It seems this whole situation was destined for failure unfortunately.  Live and Learn. Hopefully, the next time will be better.

It never is. I feel like I am in a never ending loop of bad dating experiences. Losing faith in it.

Posted
On 4/19/2020 at 1:05 PM, ladybug2021 said:

That's the thing and probably where me and him are different. If it was the other way around I would want  to know why they got offended and also would like to tell the person why I said what I said (if I was joking or whatever). 

I see it as a great opportunity to know each other a bit more and communicate at other level.

If you just hit the delete button without talking, you'll always wonder if it was a miscommunication and you lost a great person because you decided to run.

 

This makes sense but all people are different and you can't expect other people to think or respond the way you do. He has his reasons and there isn't much you can do if he doesn't want to talk about it. I'm sorry. :(

Posted (edited)
2 hours ago, ladybug2021 said:

It never is. I feel like I am in a never ending loop of bad dating experiences. Losing faith in it.

I don't know if this compares in an exact way but I remember dating before the internet and we had to date a lot (a LOT) to find the right person.

I think the difference may be in the illusion that there so many more people to choose from with OLD. You sign on and there are a gazillion options as far as people in, say, your age group. But when you whittle it down are there really more options? You need someone in an approximate age range (probably), an approximate location, availability, personality, basic looks. Then you have other things that have always been potential deal breakers, like politics or religion or just basic personality styles. And then...all of *your* stuff, all of these things and loads more have to be attractive to the other person as well.

When you think about how all of that has to align today just like always, people don't really have all that many more choices in dating partners (at least ones they'll be happy with) today than before, BUT you see a gigantic sea of faces and a huge pool of guys on OLD and it *seems* like there are so many choices. And what that does is actually make you think, "Wow, even with 6,000 or whatever 'potential matches' I can't find a single one. Dating is doomed.'

But it boils down to the same thing. Comparatively very, very few people end up marrying, cohabitating with or just permanently/for-the-duration longterm dating the first person they dated, or even the second, third, fourth, probably not the tenth. Probably more than that. 

We were lost little disco-dancing eff-ups in the old days BUT what we did do was focus on weeding out non-matches fast. I feel like that's what's lacking in OLD. You "can" date more so you do but it's based on like three pics and a bio and a few texts. That's fine but of course you can't expect a lot, or even a few of these to result in that relationship of a lifetime. Of course it's going to take a lot of dates but it's also going to take a lot of weeding out. Time was, we expected things to probably not work out when we were just going out based on maybe a quick look, a quick convo and initial interest but now it's like "he checked off all the boxes, but we're not married, WTF? This OLD thing is crap." Why? Relationships are so much more than that.

**Data:**
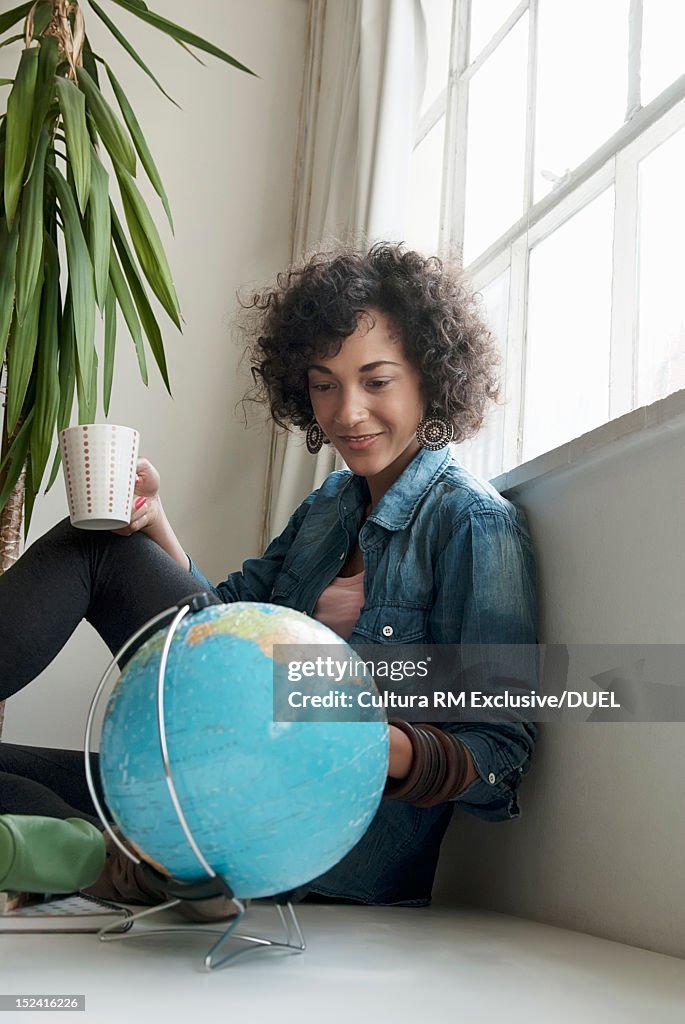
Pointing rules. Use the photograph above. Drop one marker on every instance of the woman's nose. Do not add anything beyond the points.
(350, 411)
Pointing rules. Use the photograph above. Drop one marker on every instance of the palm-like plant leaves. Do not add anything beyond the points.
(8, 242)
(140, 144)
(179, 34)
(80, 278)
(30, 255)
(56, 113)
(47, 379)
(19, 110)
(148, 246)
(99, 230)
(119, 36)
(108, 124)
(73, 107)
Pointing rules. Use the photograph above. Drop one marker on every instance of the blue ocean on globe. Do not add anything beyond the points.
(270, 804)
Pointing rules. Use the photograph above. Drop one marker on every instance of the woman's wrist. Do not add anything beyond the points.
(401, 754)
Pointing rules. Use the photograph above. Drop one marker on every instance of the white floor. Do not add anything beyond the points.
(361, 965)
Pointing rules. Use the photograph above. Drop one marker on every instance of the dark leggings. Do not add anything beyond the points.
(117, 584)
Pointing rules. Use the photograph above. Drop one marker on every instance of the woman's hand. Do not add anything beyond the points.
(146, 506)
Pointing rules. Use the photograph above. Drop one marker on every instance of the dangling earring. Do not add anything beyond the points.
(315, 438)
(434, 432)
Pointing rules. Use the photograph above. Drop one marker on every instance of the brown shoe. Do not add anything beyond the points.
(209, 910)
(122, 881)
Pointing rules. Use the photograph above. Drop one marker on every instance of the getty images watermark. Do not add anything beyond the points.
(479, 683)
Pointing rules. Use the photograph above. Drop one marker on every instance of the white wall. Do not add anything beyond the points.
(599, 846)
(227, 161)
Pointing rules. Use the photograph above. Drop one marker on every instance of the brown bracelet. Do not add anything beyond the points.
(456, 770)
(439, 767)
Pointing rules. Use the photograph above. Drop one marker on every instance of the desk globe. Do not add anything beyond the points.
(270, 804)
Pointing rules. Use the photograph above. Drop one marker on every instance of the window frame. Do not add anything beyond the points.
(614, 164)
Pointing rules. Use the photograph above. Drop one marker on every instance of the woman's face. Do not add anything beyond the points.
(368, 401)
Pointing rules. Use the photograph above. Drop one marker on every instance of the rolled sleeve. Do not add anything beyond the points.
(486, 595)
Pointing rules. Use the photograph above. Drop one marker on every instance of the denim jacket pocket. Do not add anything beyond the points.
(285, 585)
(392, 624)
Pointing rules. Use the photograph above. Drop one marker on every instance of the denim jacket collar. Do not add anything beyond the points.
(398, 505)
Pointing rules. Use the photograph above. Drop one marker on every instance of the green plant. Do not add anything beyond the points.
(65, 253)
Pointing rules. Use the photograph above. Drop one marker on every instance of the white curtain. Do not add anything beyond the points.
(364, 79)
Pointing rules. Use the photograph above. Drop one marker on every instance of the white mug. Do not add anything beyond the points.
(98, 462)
* * *
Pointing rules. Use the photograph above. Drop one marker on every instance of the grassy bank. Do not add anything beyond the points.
--
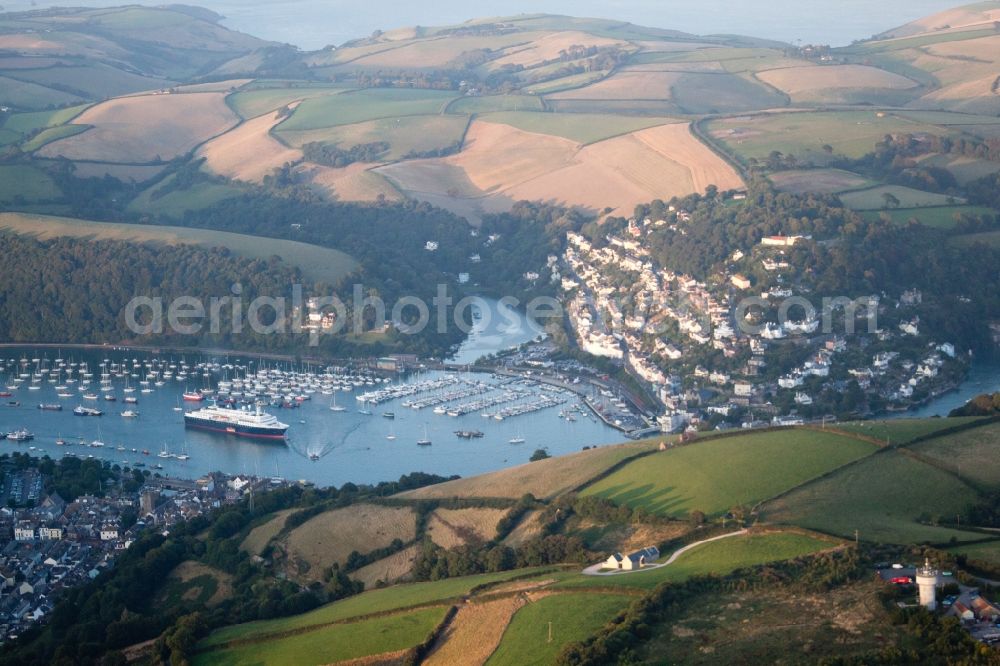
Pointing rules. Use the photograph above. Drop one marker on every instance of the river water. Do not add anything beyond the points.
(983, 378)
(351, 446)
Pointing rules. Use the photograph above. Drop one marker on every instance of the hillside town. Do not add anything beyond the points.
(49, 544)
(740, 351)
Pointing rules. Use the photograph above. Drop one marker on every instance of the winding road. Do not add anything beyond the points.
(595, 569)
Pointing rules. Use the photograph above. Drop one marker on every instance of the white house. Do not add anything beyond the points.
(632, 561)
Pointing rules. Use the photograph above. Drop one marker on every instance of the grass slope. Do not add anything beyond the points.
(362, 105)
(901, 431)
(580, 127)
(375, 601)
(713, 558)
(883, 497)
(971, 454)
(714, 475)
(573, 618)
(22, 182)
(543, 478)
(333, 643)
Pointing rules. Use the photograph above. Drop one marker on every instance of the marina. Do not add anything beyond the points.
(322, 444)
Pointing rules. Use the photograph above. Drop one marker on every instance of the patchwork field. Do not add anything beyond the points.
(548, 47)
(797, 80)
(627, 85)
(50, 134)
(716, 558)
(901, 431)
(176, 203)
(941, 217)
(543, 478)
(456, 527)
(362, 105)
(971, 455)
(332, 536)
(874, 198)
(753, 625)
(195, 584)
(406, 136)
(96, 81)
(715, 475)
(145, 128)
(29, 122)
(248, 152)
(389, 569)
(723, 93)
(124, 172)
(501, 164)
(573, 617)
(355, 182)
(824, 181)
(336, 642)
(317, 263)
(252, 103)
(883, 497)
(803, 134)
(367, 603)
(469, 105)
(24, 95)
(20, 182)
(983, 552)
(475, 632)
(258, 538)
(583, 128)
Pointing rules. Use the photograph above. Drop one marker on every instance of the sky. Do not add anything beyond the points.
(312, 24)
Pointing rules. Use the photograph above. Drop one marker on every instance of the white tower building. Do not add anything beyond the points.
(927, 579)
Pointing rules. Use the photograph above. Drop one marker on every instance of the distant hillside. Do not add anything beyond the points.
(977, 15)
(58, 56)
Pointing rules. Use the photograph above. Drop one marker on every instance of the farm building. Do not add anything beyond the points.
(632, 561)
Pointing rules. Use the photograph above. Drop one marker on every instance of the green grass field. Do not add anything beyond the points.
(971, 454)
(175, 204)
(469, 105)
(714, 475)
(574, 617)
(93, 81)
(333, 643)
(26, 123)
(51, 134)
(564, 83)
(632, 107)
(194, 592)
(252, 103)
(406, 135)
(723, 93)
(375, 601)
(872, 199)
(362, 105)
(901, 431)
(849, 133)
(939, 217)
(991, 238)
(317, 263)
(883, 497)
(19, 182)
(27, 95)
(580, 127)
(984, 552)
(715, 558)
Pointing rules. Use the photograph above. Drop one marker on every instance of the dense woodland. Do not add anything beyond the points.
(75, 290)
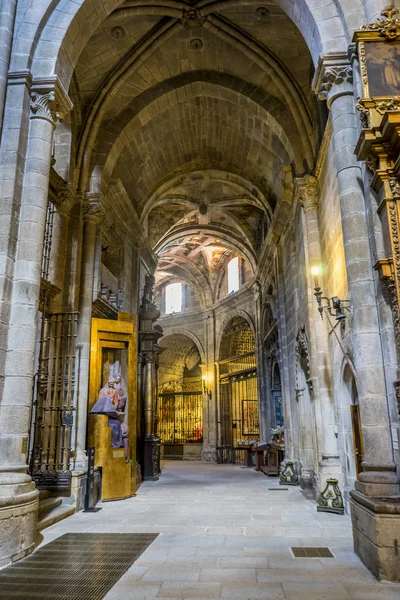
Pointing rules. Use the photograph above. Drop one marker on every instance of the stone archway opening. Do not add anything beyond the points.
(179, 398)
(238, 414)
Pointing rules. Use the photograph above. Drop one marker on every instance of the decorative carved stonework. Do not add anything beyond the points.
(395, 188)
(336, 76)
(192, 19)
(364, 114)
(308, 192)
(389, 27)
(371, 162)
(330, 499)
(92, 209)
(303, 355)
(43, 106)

**Task:** In the online dating thread, what does one poster say people had to do before the internet to find the right person?

**Correct response:** They had to date a lot.